» SELECTED EXCERPT
^^^^

- Singing the Faith: 205 (CD9 #5)
- Edmund Sears
- “Noel” Trad arr Arthur Sullivan
- 86.86.D. Double Common Metre
Correction to words: v4, line 5 - delete comma at end of line
Ideas for use
Verse 1 of this hymn evokes for us the vision of angels bringing good news to shepherds, looking after their sheep on the fields beyond Bethlehem. It is one of the quintessential Christmas scenes. Yet, read verses 3 and 4 first, and the hymn takes on a different kind of character – a promise of peace and justice for which the “angel strain” was just the springboard. As the notes below explain, this carol “is not just for Christmas”.
This hymn was written while Edmund Hamilton Sears was minister of the Unitarian Church in Wayland, Massachusetts, and published in the Christian Register, Boston, for 29 December 1849, in five verses. Sears later included it in his own collection, Sermons and Songs of the Christian Life, published in 1875, the year before Sears died.

^^^^

» DATA EXTRACT
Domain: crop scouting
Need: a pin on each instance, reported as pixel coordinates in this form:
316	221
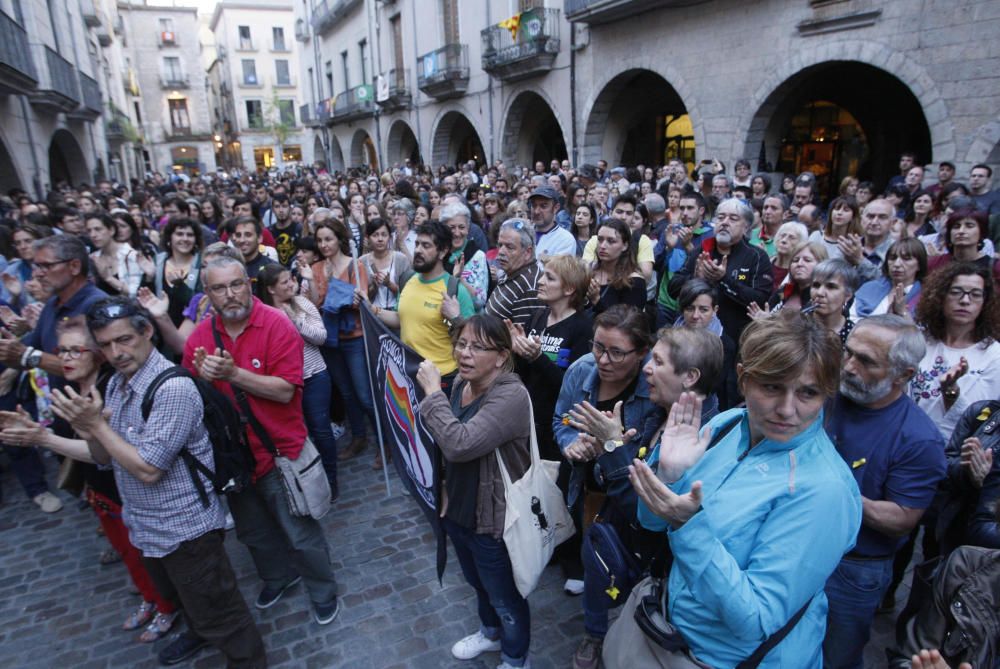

^^^^

» GIVEN INSTRUCTION 1
Translate this sentence from the hymn notes into Spanish: "Verse 1 of this hymn evokes for us the vision of angels bringing good news to shepherds, looking after their sheep on the fields beyond Bethlehem."
» GIVEN INSTRUCTION 2
Write out the hymn notes word for word from "This hymn was" to "before Sears died.".

» WRITTEN RESPONSE 1
La estrofa 1 de este himno evoca para nosotros la visión de unos ángeles que llevan la buena nueva a unos pastores que cuidan de sus ovejas en los campos más allá de Belén.

» WRITTEN RESPONSE 2
This hymn was written while Edmund Hamilton Sears was minister of the Unitarian Church in Wayland, Massachusetts, and published in the Christian Register, Boston, for 29 December 1849, in five verses. Sears later included it in his own collection, Sermons and Songs of the Christian Life, published in 1875, the year before Sears died.